DO THIS
Rewrite all of the entries below, replacing "inspect" with "examine" wherever it appears and leaving everything else unchanged. Omit the pictures from your output.

TASK MATERIAL
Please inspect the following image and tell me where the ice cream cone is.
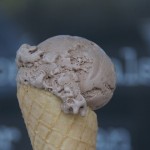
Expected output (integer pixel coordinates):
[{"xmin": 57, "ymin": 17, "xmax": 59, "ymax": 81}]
[{"xmin": 17, "ymin": 84, "xmax": 98, "ymax": 150}]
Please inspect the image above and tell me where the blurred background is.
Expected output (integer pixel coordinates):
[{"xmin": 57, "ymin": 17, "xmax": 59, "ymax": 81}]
[{"xmin": 0, "ymin": 0, "xmax": 150, "ymax": 150}]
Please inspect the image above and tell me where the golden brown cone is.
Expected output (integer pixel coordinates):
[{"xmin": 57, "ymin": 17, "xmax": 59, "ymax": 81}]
[{"xmin": 17, "ymin": 85, "xmax": 98, "ymax": 150}]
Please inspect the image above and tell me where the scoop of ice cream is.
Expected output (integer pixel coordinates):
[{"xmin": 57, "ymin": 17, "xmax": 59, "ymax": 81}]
[{"xmin": 16, "ymin": 35, "xmax": 116, "ymax": 116}]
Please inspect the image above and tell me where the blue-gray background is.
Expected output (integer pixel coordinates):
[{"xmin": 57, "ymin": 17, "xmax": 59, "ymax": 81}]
[{"xmin": 0, "ymin": 0, "xmax": 150, "ymax": 150}]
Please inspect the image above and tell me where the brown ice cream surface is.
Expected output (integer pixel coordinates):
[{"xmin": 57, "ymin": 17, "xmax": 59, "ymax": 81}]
[{"xmin": 16, "ymin": 35, "xmax": 116, "ymax": 116}]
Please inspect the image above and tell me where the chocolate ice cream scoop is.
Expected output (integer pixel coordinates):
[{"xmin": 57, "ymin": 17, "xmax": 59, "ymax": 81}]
[{"xmin": 16, "ymin": 35, "xmax": 116, "ymax": 116}]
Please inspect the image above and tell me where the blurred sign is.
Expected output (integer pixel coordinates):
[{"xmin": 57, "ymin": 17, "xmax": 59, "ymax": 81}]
[{"xmin": 97, "ymin": 128, "xmax": 132, "ymax": 150}]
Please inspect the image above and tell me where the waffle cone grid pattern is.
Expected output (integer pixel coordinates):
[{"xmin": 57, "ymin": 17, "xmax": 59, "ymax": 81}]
[{"xmin": 17, "ymin": 85, "xmax": 98, "ymax": 150}]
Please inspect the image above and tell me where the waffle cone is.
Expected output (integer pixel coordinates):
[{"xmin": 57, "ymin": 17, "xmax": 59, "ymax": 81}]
[{"xmin": 17, "ymin": 85, "xmax": 98, "ymax": 150}]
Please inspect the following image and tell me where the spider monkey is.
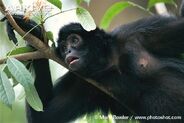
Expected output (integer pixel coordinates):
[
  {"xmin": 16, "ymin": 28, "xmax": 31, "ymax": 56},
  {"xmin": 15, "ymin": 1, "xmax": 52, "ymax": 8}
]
[{"xmin": 2, "ymin": 1, "xmax": 184, "ymax": 123}]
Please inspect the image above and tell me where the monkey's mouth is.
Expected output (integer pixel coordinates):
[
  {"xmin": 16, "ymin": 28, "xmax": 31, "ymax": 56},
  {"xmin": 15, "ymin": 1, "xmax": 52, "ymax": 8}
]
[{"xmin": 67, "ymin": 56, "xmax": 79, "ymax": 65}]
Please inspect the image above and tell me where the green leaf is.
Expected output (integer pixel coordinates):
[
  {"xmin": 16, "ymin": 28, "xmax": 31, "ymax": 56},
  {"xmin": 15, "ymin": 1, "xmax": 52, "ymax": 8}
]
[
  {"xmin": 76, "ymin": 0, "xmax": 91, "ymax": 5},
  {"xmin": 7, "ymin": 47, "xmax": 35, "ymax": 55},
  {"xmin": 84, "ymin": 0, "xmax": 91, "ymax": 5},
  {"xmin": 7, "ymin": 58, "xmax": 43, "ymax": 111},
  {"xmin": 46, "ymin": 31, "xmax": 54, "ymax": 42},
  {"xmin": 25, "ymin": 83, "xmax": 43, "ymax": 111},
  {"xmin": 0, "ymin": 71, "xmax": 15, "ymax": 107},
  {"xmin": 47, "ymin": 0, "xmax": 62, "ymax": 9},
  {"xmin": 76, "ymin": 0, "xmax": 83, "ymax": 5},
  {"xmin": 76, "ymin": 7, "xmax": 96, "ymax": 31},
  {"xmin": 147, "ymin": 0, "xmax": 177, "ymax": 9},
  {"xmin": 100, "ymin": 2, "xmax": 133, "ymax": 29}
]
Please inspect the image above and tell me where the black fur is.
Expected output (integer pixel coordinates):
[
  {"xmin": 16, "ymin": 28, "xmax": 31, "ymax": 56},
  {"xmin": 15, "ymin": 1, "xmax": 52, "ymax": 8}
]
[{"xmin": 3, "ymin": 1, "xmax": 184, "ymax": 123}]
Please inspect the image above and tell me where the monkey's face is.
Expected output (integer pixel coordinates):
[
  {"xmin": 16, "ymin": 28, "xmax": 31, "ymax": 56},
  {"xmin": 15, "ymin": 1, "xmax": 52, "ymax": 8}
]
[
  {"xmin": 59, "ymin": 34, "xmax": 88, "ymax": 72},
  {"xmin": 56, "ymin": 34, "xmax": 109, "ymax": 76}
]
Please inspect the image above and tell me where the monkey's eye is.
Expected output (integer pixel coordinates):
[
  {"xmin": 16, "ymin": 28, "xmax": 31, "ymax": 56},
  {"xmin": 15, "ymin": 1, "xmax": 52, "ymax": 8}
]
[
  {"xmin": 67, "ymin": 34, "xmax": 82, "ymax": 47},
  {"xmin": 71, "ymin": 37, "xmax": 79, "ymax": 45}
]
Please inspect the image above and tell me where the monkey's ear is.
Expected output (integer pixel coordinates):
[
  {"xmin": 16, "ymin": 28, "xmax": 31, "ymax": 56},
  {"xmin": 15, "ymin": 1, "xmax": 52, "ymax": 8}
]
[{"xmin": 0, "ymin": 17, "xmax": 18, "ymax": 44}]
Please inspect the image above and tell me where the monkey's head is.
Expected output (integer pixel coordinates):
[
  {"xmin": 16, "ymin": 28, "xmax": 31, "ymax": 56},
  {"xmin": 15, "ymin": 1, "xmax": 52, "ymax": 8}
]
[{"xmin": 56, "ymin": 23, "xmax": 114, "ymax": 76}]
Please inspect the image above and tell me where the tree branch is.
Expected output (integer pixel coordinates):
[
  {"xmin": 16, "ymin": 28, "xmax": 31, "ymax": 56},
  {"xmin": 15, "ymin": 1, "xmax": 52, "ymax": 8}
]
[{"xmin": 0, "ymin": 51, "xmax": 46, "ymax": 64}]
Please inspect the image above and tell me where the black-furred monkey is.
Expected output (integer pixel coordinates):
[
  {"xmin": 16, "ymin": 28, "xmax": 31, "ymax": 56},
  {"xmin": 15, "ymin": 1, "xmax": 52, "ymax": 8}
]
[{"xmin": 2, "ymin": 0, "xmax": 184, "ymax": 123}]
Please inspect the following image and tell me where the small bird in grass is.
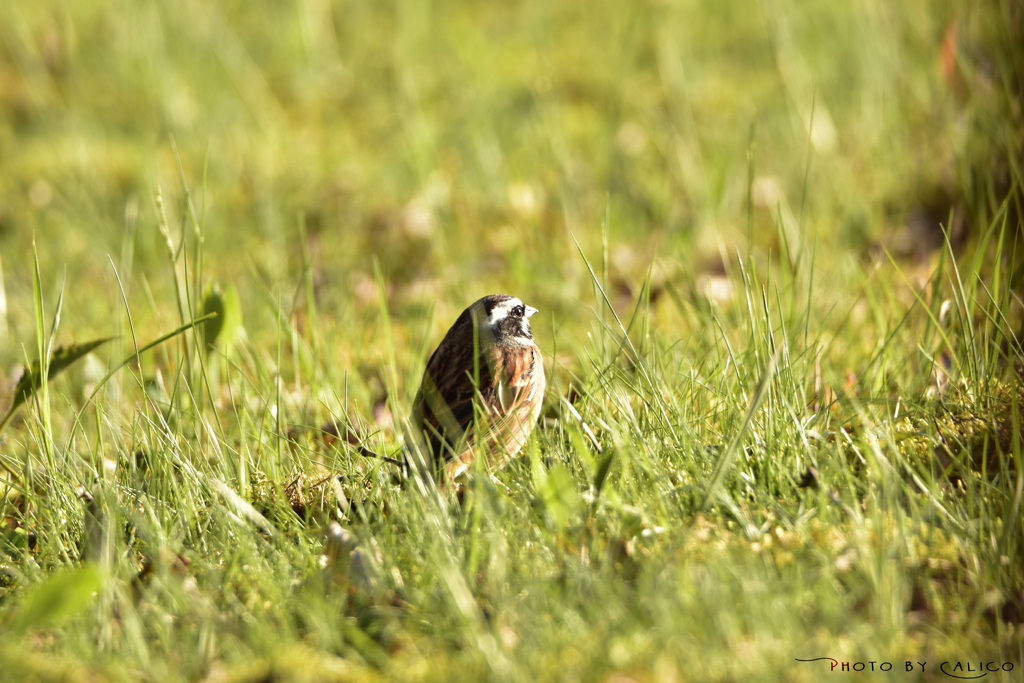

TASK RESULT
Please examine the following image and tell me where the ice cream cone is.
Expected output (integer pixel coordinates):
[{"xmin": 57, "ymin": 17, "xmax": 59, "ymax": 81}]
[{"xmin": 17, "ymin": 84, "xmax": 98, "ymax": 150}]
Please examine the image above and tell me where the blurred background is.
Expected output (integer pixel coordinates):
[{"xmin": 57, "ymin": 17, "xmax": 59, "ymax": 81}]
[{"xmin": 0, "ymin": 0, "xmax": 150, "ymax": 150}]
Please examine the image above and tell me where the golden brown cone is.
Expected output (integer pixel coordinates):
[{"xmin": 57, "ymin": 17, "xmax": 59, "ymax": 81}]
[{"xmin": 17, "ymin": 85, "xmax": 98, "ymax": 150}]
Please examine the image above and tell me where the scoop of ice cream is.
Expected output (integer pixel coordinates):
[{"xmin": 57, "ymin": 17, "xmax": 59, "ymax": 81}]
[{"xmin": 16, "ymin": 35, "xmax": 116, "ymax": 116}]
Please examine the image above and tell me where the blue-gray background is.
Expected output (integer pixel coordinates):
[{"xmin": 57, "ymin": 17, "xmax": 59, "ymax": 81}]
[{"xmin": 0, "ymin": 0, "xmax": 150, "ymax": 150}]
Please examine the image above and tell me where the brown ice cream surface is.
Expected output (integer pixel coordinates):
[{"xmin": 57, "ymin": 17, "xmax": 59, "ymax": 81}]
[{"xmin": 16, "ymin": 35, "xmax": 116, "ymax": 116}]
Please examine the image above and tell me where the chocolate ice cream scoop is.
Expected output (integer pixel coordinates):
[{"xmin": 57, "ymin": 17, "xmax": 59, "ymax": 81}]
[{"xmin": 16, "ymin": 35, "xmax": 116, "ymax": 116}]
Please examine the image above and tell me where the blurred sign is.
Expected output (integer pixel coordinates):
[{"xmin": 57, "ymin": 17, "xmax": 59, "ymax": 81}]
[{"xmin": 97, "ymin": 128, "xmax": 132, "ymax": 150}]
Please examine the image above and tell me where the waffle cone grid pattern is.
Expected output (integer pixel coordinates):
[{"xmin": 57, "ymin": 17, "xmax": 59, "ymax": 81}]
[{"xmin": 17, "ymin": 85, "xmax": 98, "ymax": 150}]
Please examine the image above and tell me where the waffle cone is.
Expected output (integer pixel coordinates):
[{"xmin": 57, "ymin": 17, "xmax": 59, "ymax": 81}]
[{"xmin": 17, "ymin": 85, "xmax": 98, "ymax": 150}]
Please examine the following image and tell me where the spider monkey is.
Expected output (integer pixel coordinates):
[
  {"xmin": 16, "ymin": 28, "xmax": 31, "ymax": 56},
  {"xmin": 15, "ymin": 1, "xmax": 52, "ymax": 8}
]
[{"xmin": 2, "ymin": 1, "xmax": 184, "ymax": 123}]
Please examine the image above and tell me where the monkey's mouth is.
Expected output (integer pixel coordinates):
[
  {"xmin": 16, "ymin": 28, "xmax": 31, "ymax": 56},
  {"xmin": 15, "ymin": 1, "xmax": 52, "ymax": 8}
]
[{"xmin": 67, "ymin": 56, "xmax": 79, "ymax": 65}]
Please examine the image above and tell me where the green leaf is.
Expected output (integer pixel coordinates):
[
  {"xmin": 16, "ymin": 28, "xmax": 31, "ymax": 56},
  {"xmin": 15, "ymin": 1, "xmax": 52, "ymax": 8}
]
[
  {"xmin": 76, "ymin": 0, "xmax": 91, "ymax": 5},
  {"xmin": 7, "ymin": 47, "xmax": 35, "ymax": 55},
  {"xmin": 84, "ymin": 0, "xmax": 91, "ymax": 5},
  {"xmin": 7, "ymin": 58, "xmax": 43, "ymax": 111},
  {"xmin": 46, "ymin": 31, "xmax": 54, "ymax": 42},
  {"xmin": 25, "ymin": 83, "xmax": 43, "ymax": 111},
  {"xmin": 0, "ymin": 71, "xmax": 15, "ymax": 107},
  {"xmin": 47, "ymin": 0, "xmax": 62, "ymax": 9},
  {"xmin": 76, "ymin": 0, "xmax": 83, "ymax": 5},
  {"xmin": 76, "ymin": 7, "xmax": 96, "ymax": 31},
  {"xmin": 147, "ymin": 0, "xmax": 177, "ymax": 9},
  {"xmin": 100, "ymin": 2, "xmax": 133, "ymax": 29}
]
Please examine the image above and tell me where the black fur is.
Expected output (integer pixel coordinates):
[
  {"xmin": 16, "ymin": 28, "xmax": 31, "ymax": 56},
  {"xmin": 15, "ymin": 1, "xmax": 52, "ymax": 8}
]
[{"xmin": 3, "ymin": 1, "xmax": 184, "ymax": 123}]
Please examine the image above and tell me where the monkey's face is.
Expected output (integer pixel coordinates):
[
  {"xmin": 16, "ymin": 28, "xmax": 31, "ymax": 56},
  {"xmin": 15, "ymin": 1, "xmax": 52, "ymax": 8}
]
[
  {"xmin": 59, "ymin": 34, "xmax": 88, "ymax": 72},
  {"xmin": 56, "ymin": 34, "xmax": 109, "ymax": 76}
]
Please examine the image above and tell me where the monkey's eye is.
Expected output (integer pixel coordinates):
[
  {"xmin": 16, "ymin": 28, "xmax": 31, "ymax": 56},
  {"xmin": 15, "ymin": 1, "xmax": 52, "ymax": 8}
]
[
  {"xmin": 67, "ymin": 34, "xmax": 82, "ymax": 47},
  {"xmin": 71, "ymin": 37, "xmax": 79, "ymax": 45}
]
Please examine the image above and tell me where the monkey's ear is.
Expected output (integer pixel coordinates):
[
  {"xmin": 16, "ymin": 28, "xmax": 31, "ymax": 56},
  {"xmin": 15, "ymin": 1, "xmax": 52, "ymax": 8}
]
[{"xmin": 0, "ymin": 17, "xmax": 18, "ymax": 44}]
Please examine the image above and tell me where the monkey's head is.
Expected output (integer pixel coordinates):
[
  {"xmin": 16, "ymin": 28, "xmax": 31, "ymax": 56},
  {"xmin": 15, "ymin": 1, "xmax": 52, "ymax": 8}
]
[{"xmin": 56, "ymin": 23, "xmax": 114, "ymax": 76}]
Please examine the image above and tell me where the tree branch is.
Expected output (integer pixel coordinates):
[
  {"xmin": 16, "ymin": 28, "xmax": 31, "ymax": 56},
  {"xmin": 15, "ymin": 1, "xmax": 52, "ymax": 8}
]
[{"xmin": 0, "ymin": 51, "xmax": 46, "ymax": 64}]
Please examine the image above and tell me where the black-furred monkey is.
Expected output (integer pixel coordinates):
[
  {"xmin": 16, "ymin": 28, "xmax": 31, "ymax": 56},
  {"xmin": 15, "ymin": 1, "xmax": 52, "ymax": 8}
]
[{"xmin": 2, "ymin": 0, "xmax": 184, "ymax": 123}]
Please examine the following image and tell me where the small bird in grass is.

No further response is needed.